• EXERCISE INSTRUCTIONS:
From the first line to the last, print the listing exactly.
--- DATA TO USE Enclosed Below ---
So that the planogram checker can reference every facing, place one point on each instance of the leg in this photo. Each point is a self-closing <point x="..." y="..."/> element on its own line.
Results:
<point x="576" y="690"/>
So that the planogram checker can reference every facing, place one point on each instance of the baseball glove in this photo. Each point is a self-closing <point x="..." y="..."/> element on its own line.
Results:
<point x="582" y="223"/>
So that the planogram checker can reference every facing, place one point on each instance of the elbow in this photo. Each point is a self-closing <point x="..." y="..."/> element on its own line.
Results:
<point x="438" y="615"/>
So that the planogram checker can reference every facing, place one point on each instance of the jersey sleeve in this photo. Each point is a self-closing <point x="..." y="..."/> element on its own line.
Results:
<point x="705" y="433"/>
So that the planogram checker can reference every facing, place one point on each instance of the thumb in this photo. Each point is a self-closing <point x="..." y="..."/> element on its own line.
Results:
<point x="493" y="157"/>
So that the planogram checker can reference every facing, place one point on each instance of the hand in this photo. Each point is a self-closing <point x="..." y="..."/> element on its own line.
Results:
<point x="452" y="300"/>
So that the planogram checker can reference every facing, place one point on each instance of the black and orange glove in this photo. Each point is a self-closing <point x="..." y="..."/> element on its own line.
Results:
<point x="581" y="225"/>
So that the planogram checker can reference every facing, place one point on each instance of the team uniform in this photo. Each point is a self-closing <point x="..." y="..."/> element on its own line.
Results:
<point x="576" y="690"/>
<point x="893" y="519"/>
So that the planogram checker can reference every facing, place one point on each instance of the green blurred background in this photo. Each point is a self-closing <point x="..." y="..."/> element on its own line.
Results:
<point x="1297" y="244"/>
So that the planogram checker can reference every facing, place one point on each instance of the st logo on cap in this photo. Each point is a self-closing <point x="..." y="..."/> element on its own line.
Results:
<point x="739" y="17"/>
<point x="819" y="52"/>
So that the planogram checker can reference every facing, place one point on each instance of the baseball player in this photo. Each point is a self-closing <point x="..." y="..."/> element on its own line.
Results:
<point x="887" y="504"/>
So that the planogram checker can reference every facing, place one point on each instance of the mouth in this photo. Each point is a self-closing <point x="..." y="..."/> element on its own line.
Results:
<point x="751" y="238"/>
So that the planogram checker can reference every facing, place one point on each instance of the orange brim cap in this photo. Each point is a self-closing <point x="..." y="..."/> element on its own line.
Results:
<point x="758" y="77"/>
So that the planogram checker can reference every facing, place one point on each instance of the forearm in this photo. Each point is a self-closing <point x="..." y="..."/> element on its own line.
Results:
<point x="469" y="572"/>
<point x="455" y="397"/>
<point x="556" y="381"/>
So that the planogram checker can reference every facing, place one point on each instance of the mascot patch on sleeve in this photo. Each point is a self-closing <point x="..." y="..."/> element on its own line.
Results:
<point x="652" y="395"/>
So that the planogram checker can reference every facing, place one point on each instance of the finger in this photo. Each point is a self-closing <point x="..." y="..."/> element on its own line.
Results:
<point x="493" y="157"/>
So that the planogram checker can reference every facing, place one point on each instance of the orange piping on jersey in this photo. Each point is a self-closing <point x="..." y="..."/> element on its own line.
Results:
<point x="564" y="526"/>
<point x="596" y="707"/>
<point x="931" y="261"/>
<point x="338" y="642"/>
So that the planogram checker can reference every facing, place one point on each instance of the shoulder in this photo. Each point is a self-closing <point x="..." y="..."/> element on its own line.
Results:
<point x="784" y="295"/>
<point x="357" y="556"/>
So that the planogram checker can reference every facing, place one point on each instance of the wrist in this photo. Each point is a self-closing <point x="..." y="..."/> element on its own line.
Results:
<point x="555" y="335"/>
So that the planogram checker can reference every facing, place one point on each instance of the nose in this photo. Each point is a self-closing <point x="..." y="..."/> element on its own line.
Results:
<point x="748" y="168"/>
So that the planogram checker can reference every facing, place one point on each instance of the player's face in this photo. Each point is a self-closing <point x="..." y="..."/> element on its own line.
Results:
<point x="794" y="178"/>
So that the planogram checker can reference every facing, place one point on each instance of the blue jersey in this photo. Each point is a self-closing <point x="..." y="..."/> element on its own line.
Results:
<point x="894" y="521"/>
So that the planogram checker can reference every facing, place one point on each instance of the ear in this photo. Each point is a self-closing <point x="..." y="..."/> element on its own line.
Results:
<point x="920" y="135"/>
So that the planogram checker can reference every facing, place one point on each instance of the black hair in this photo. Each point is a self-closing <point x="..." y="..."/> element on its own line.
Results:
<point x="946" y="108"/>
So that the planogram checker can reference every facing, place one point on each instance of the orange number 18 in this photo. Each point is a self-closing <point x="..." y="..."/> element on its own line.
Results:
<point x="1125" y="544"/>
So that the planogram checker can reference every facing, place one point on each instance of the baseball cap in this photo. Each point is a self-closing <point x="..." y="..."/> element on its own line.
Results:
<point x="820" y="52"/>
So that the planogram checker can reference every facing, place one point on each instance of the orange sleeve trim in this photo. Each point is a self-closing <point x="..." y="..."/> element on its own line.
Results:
--- End of Enclosed DATA TO USE ---
• YOUR RESPONSE:
So that the planogram checker can reference every facing, place one point on each instance of the leg in this photo. Each point is a self-closing <point x="..." y="..."/> element on its own line.
Results:
<point x="576" y="690"/>
So that the planogram checker can reference every facing, place one point on each instance of the baseball glove in this photo. Each point is a self-closing <point x="..." y="..."/> element on its own line.
Results:
<point x="582" y="223"/>
So that the planogram checker can reference every facing, place one point on each instance of the elbow in this photo. Each point is a self-closing <point x="..." y="..."/> element on its own line.
Results:
<point x="438" y="615"/>
So that the planogram checker can reference every facing, place one point on each instance of the jersey sleeve in this photo. Each point is a self-closing <point x="..." y="..."/> element on its own line.
Results:
<point x="705" y="433"/>
So that the planogram checker can reference every facing, place one point on each instance of the thumb in this photo. Each point is a self-closing <point x="..." y="..."/> element on its own line.
Results:
<point x="493" y="157"/>
So that the planogram checker can reference every facing, place one point on each instance of the hand in this photo. Each point is a self-closing <point x="..." y="..."/> element on its own line.
Results:
<point x="452" y="300"/>
So that the planogram checker can reference every facing, place one point on each instance of the black and orange glove in this photo. Each point is a self-closing <point x="..." y="..."/> element on its own line.
Results:
<point x="581" y="225"/>
So that the planogram checker can reference every facing, place one point on each instance of the team uniform in this photo. Each point is a self-closing <point x="..." y="..."/> element on its own line.
Results:
<point x="576" y="690"/>
<point x="893" y="519"/>
So that the planogram checker can reference every facing, place one point on each instance of the green blurred background in this photo. Each point is a self-closing <point x="..." y="..."/> element on its own line.
Results:
<point x="1297" y="244"/>
So that the planogram checker can reference every facing, place one point on each instance of the st logo on cap in this photo. Each point is a self-closing <point x="..." y="..."/> element on its own line.
Results:
<point x="739" y="17"/>
<point x="819" y="52"/>
So that the planogram checker can reference every facing, place one point on each instance of the baseball player in this photo. Each point is a self-closing <point x="..." y="..."/> element on its own line.
Results:
<point x="887" y="504"/>
So that the planogram checker can reference every facing, place one point on each instance of the mouth in this photo. Each point is a self-closing <point x="..." y="..."/> element on its own line.
Results:
<point x="751" y="238"/>
So that the planogram checker can reference every facing, place one point on each instance of the orange brim cap in this photo. Each point is a self-closing <point x="..." y="..."/> element on its own line.
Results:
<point x="758" y="77"/>
So that the planogram checker can reference every facing, place one point on each instance of the forearm in this photo. Each point is a self-closing <point x="..." y="..."/> element on its own line.
Results:
<point x="469" y="572"/>
<point x="455" y="397"/>
<point x="556" y="381"/>
So that the planogram checker can reference every facing, place one point on each instance of the mascot patch on sleeve in this photo. Each point is a self-closing <point x="..." y="..."/> element on its own line.
Results:
<point x="652" y="395"/>
So that the planogram checker can reference every facing, place one point on each instance of the finger in this photo. Each point is a self-closing <point x="..." y="..."/> element on its own line.
Results:
<point x="493" y="157"/>
So that the planogram checker can reference every facing, place one point on each instance of the orange piping on jersey in this photo. Each point is a self-closing <point x="..." y="..."/> element on its own line.
Results:
<point x="564" y="526"/>
<point x="596" y="707"/>
<point x="931" y="261"/>
<point x="338" y="642"/>
So that the planogram checker can reference every facing, place one point on each instance of the shoulder in this photo. Each point is a self-closing <point x="..." y="..."/> element on its own line.
Results:
<point x="784" y="295"/>
<point x="357" y="556"/>
So that the planogram checker can reference every facing, place one point on each instance of the wrist in this photo. Each point is a self-closing <point x="..." y="..."/> element on its own line.
Results:
<point x="555" y="335"/>
So that the planogram checker can reference every facing, place one point on each instance of the nose in this photo. Each point is a self-closing <point x="..." y="..."/> element on its own line.
Results:
<point x="748" y="168"/>
So that the planogram checker can reference every facing, place one point on each instance of the player's face in this photo. Each point is a self-closing <point x="..." y="..."/> element on its own line.
Results:
<point x="794" y="178"/>
So that the planogram checker can reference every facing, place one point on each instance of the blue jersey in this photo. Each point is a self-closing <point x="..." y="..."/> element on its own line.
Results:
<point x="894" y="521"/>
So that the planogram checker can reference every facing, place one point on each instance of the ear in this photo. Each point is a self-closing <point x="..." y="..."/> element on its own line.
Results:
<point x="920" y="135"/>
So that the planogram checker can reference every facing, place one point on each instance of the black hair in this photo. Each point is a self-closing <point x="..." y="..."/> element on its own line.
Results:
<point x="946" y="108"/>
So that the planogram checker can reference every facing, place one point on each instance of the orange number 18 in this photo. Each point is a self-closing <point x="..." y="..."/> element on its own line.
Results:
<point x="1125" y="544"/>
So that the planogram checker can reference every facing, place one point on each instance of the baseball cap in this photo. Each point is a self-closing <point x="..." y="..."/> element on its own line.
Results:
<point x="820" y="52"/>
So that the planogram checker can reference every facing, place one point on each instance of the orange sleeve trim in this photo. Each point is a self-closing <point x="..." y="..."/> element on its own line.
Results:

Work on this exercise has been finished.